## [Extract provided]
-=-=-

One of my old secondary school classmates -- he visited me in hospital last week when I was just beginning to recuperate from an excessive loss of blood owing to a condition known as diverticulosis -- was very curious.
Being a doctor, he asked why I had chosen to come to the Lohguanlye Specialist Hospital in Penang when there were so many other private hospitals on the island. "Why Lohguanlye?" he was so curious to know.
I'll tell him why here. You see, the name has long been ingrained into my memory. This has been the one private hospital that I have been familiar with since 1976. It was in that year that my dear mother was sent here for an operation. For a long time, she had been seeking treatment from the Penang General Hospital for a pain in her abdomen but nothing much were being done by the doctors there. And in the meantime, her abdomen was getting more and more distended.
It reached a point where her condition grew so critical that my father and my maternal grandmother decided that the only option left was to admit her to a private hospital and have her operated on. There weren't many private hospitals in Penang then, and the Specialist Centre (as Lohguanlye was known then) was the closest to our home in Seang Tek Road.
So he admitted my mother and she was operated on almost immediately by the hospital's gynaecologist, Mr Loh Hun Yu, who was Dr Loh Guan Lye's son. It was really a matter of life and death, and there was little choice. If he had not opened her up, she could have died. There was really nothing to lose by operating and he removed a huge growth from my mother. When it was shown to us, I was visibly shocked to see that a Milo tin was just big enough to hold it. That was how big it had grown. Since then, my confidence in the public health system took a big dip.
My mother survived another nine years. During this time, we had moved from Seang Tek Road to Lorong Zoo Tiga in Ayer Itam and finally, to the Siakap area of Seberang Jaya on the mainland in 1980.
By 1983, my mother's health began failing again and she grew thinner. No amount of modern medication or faith healing could help. We knew that we were losing her slowly. In April 1985, her condition had worsened. One day we saw that she was barely conscious. Alarmed and very worried, I tried to carry her to the car by myself, and I failed this very basic test. Then a very helpful neighbour came over and with almost complete ease, alone carried her into the car. I drove all the way to the ferry terminal -- at that time, there was still no Penang Bridge -- and thence to the Specialist Centre.
My mother was warded immediately in very critical condition. Her blood pressure had fallen dangerously low and she was put on drip, half-conscious. I stayed overnight at the hospital but I cannot remember how long I was there in the room before my father arrived to relieve me in the morning. Not long after I arrived home, we received a telephone call from him to say that my mother had breathed her last in the hospital. I was numb but I remember my aunt bawling away.
That was how my mother had passed away at the Specialist Centre. We appreciated the great job by the hospital and their staff to care for her on both occasions. So do you see why Lohguanlye's hospital was so firmly ingrained in my mind until it was the automatic choice when I had to go for treatment myself? You just can't think of any other when you are in a crisis mode.

-=-=-

## [Record excerpts]
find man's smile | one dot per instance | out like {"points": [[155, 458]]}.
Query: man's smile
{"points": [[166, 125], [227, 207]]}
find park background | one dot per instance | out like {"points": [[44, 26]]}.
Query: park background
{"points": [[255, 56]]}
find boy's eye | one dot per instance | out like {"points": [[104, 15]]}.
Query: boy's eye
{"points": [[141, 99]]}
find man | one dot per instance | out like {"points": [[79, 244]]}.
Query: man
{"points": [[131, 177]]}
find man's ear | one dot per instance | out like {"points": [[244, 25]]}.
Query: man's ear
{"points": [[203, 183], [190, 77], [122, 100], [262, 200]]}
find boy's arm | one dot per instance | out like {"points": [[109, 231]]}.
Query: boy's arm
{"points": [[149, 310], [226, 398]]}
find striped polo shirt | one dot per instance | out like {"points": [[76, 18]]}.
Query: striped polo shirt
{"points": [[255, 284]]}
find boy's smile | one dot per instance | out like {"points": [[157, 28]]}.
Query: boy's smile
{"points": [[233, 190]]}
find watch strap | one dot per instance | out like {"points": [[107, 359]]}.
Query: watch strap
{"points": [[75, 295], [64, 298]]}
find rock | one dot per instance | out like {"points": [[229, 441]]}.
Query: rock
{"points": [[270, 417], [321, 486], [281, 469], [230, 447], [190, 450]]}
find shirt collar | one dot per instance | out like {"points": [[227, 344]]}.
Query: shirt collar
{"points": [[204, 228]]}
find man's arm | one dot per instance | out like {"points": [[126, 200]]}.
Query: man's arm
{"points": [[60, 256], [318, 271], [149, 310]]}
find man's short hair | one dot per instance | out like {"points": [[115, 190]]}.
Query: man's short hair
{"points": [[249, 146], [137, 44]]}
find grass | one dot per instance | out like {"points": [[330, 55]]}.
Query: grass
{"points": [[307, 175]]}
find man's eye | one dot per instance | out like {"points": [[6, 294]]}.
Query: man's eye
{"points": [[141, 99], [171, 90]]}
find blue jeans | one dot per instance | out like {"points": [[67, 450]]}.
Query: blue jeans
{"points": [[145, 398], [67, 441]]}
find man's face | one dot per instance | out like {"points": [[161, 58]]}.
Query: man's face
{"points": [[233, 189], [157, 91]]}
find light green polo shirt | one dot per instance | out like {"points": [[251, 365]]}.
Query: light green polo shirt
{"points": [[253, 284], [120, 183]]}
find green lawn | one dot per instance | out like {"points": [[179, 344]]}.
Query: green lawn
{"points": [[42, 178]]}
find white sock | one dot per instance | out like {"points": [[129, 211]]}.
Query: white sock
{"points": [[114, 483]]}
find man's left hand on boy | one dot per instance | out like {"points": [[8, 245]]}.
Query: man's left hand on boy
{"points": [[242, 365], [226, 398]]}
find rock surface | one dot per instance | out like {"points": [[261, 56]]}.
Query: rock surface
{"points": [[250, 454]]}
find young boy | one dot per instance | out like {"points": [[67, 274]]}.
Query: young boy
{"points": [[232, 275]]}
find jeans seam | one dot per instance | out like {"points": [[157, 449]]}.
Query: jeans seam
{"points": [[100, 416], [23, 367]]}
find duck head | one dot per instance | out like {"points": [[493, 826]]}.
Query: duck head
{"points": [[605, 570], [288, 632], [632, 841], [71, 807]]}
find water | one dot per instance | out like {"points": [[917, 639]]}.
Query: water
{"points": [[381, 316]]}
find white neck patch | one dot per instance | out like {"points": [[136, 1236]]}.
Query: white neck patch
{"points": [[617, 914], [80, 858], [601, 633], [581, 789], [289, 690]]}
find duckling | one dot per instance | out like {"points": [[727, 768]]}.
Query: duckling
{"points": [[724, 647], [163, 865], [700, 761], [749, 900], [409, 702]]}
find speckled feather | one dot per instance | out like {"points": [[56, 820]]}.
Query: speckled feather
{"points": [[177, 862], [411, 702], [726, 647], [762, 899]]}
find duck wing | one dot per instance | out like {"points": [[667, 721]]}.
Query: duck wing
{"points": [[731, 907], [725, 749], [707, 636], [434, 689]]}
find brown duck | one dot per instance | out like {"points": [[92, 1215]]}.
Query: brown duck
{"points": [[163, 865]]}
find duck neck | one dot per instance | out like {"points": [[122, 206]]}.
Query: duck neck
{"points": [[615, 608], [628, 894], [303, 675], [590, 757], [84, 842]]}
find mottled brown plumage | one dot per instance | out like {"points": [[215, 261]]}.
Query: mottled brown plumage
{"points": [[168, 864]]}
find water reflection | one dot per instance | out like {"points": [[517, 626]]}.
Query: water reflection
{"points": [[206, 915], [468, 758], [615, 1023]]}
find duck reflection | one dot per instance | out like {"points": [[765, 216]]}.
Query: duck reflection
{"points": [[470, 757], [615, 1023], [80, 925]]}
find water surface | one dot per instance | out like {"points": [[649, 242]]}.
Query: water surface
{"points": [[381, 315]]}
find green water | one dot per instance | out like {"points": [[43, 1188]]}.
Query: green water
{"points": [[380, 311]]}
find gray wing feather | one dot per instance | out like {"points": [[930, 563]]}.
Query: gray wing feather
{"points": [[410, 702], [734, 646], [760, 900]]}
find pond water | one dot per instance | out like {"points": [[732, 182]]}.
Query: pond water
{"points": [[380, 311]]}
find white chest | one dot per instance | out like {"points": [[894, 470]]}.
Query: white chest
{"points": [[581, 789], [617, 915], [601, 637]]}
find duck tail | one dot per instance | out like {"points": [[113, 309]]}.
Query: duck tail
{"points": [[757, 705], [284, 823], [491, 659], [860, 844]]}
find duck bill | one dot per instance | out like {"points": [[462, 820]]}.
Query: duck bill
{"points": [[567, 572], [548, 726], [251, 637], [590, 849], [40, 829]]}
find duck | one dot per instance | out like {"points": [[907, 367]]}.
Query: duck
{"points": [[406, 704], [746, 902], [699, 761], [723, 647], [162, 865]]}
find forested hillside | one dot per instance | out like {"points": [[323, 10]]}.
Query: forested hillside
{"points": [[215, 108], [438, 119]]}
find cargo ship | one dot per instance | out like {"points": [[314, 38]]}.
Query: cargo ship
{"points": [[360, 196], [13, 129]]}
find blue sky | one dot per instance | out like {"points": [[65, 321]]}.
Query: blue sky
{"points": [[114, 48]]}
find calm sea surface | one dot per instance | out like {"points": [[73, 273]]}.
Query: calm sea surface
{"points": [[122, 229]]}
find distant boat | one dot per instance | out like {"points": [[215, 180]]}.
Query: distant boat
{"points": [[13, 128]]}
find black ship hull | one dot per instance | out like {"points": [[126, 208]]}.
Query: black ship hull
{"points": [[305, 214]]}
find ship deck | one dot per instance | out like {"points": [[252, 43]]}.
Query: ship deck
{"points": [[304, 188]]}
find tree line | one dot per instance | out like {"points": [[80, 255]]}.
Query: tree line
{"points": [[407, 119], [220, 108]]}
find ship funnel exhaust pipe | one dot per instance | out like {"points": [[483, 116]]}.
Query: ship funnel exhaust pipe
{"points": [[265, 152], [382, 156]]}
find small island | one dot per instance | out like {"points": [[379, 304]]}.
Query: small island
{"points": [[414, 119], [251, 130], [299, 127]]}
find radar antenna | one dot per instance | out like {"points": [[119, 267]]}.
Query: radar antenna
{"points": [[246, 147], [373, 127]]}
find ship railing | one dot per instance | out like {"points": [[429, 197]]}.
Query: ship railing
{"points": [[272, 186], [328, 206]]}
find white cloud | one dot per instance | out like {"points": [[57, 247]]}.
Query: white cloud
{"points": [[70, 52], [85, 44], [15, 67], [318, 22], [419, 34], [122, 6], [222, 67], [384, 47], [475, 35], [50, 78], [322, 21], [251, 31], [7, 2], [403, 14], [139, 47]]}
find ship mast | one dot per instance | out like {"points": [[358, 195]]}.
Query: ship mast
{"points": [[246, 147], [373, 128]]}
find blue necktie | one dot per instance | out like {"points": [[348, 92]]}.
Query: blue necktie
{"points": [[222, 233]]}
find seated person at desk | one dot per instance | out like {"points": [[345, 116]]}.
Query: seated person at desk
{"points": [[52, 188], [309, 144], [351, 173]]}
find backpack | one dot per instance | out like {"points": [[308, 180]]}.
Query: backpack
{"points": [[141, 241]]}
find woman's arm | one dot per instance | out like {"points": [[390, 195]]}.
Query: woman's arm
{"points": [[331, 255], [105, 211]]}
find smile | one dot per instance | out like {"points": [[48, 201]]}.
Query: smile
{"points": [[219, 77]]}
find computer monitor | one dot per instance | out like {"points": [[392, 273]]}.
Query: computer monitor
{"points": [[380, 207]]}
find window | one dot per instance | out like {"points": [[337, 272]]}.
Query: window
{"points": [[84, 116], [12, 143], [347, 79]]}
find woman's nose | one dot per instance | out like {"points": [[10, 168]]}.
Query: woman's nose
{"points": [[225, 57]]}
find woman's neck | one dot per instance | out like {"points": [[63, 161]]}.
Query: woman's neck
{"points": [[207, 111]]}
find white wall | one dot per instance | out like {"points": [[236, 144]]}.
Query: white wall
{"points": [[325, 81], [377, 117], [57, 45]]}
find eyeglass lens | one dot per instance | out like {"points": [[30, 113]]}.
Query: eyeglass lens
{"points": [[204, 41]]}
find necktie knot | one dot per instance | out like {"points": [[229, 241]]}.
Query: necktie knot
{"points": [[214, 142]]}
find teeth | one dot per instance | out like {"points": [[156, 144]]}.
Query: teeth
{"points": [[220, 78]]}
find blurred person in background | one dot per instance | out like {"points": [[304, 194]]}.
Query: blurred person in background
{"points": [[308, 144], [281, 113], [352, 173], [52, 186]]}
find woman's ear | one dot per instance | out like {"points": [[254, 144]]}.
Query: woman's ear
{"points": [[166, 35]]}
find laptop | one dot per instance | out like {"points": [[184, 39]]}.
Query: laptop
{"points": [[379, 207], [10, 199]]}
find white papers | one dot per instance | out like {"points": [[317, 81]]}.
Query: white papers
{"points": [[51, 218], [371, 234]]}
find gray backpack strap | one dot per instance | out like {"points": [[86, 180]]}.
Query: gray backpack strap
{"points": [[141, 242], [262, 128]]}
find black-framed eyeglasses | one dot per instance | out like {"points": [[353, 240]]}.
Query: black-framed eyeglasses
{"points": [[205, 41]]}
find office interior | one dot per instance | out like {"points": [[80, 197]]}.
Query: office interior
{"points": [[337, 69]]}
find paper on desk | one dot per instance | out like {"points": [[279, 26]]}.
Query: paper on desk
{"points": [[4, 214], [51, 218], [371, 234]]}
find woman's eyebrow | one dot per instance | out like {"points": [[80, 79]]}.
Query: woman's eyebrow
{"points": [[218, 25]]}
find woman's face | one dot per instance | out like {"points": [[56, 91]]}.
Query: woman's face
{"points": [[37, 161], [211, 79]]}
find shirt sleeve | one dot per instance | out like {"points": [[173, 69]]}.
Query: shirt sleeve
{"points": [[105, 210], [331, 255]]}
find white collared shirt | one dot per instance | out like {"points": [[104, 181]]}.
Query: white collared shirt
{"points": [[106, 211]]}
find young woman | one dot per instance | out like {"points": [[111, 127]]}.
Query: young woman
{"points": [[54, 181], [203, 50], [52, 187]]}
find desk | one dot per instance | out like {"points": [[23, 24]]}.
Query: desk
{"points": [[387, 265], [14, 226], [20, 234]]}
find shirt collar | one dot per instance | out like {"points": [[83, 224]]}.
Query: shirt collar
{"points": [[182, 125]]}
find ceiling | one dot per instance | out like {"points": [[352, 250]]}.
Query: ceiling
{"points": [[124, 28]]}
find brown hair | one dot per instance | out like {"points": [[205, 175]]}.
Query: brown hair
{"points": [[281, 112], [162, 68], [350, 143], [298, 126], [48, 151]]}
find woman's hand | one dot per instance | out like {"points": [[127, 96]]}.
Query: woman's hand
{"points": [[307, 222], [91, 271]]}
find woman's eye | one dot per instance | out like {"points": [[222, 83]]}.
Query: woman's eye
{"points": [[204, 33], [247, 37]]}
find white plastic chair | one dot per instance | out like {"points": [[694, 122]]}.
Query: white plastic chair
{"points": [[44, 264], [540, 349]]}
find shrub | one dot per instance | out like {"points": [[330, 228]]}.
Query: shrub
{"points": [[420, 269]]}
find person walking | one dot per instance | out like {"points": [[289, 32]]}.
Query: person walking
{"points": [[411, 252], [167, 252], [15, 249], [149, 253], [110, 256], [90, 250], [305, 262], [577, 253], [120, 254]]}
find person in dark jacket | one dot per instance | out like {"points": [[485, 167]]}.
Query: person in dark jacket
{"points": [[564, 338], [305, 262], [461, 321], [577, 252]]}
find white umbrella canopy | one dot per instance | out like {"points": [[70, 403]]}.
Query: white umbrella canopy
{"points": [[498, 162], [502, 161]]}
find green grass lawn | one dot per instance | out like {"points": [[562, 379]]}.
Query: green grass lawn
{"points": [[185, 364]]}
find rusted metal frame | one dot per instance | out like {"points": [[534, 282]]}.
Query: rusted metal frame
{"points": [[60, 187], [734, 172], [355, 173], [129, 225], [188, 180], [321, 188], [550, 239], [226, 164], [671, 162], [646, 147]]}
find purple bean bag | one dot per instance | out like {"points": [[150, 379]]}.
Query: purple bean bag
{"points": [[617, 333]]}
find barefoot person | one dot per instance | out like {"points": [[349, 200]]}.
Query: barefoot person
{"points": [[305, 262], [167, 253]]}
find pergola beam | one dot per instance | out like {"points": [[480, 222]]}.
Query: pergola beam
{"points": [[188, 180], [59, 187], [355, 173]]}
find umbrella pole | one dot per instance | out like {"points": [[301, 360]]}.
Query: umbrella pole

-=-=-

## [Task item]
Copy word for word the stretch of the hospital account from "So he admitted" through "mainland in 1980.". The data have nothing to do with the hospital account.

## [Output for this exercise]
So he admitted my mother and she was operated on almost immediately by the hospital's gynaecologist, Mr Loh Hun Yu, who was Dr Loh Guan Lye's son. It was really a matter of life and death, and there was little choice. If he had not opened her up, she could have died. There was really nothing to lose by operating and he removed a huge growth from my mother. When it was shown to us, I was visibly shocked to see that a Milo tin was just big enough to hold it. That was how big it had grown. Since then, my confidence in the public health system took a big dip.
My mother survived another nine years. During this time, we had moved from Seang Tek Road to Lorong Zoo Tiga in Ayer Itam and finally, to the Siakap area of Seberang Jaya on the mainland in 1980.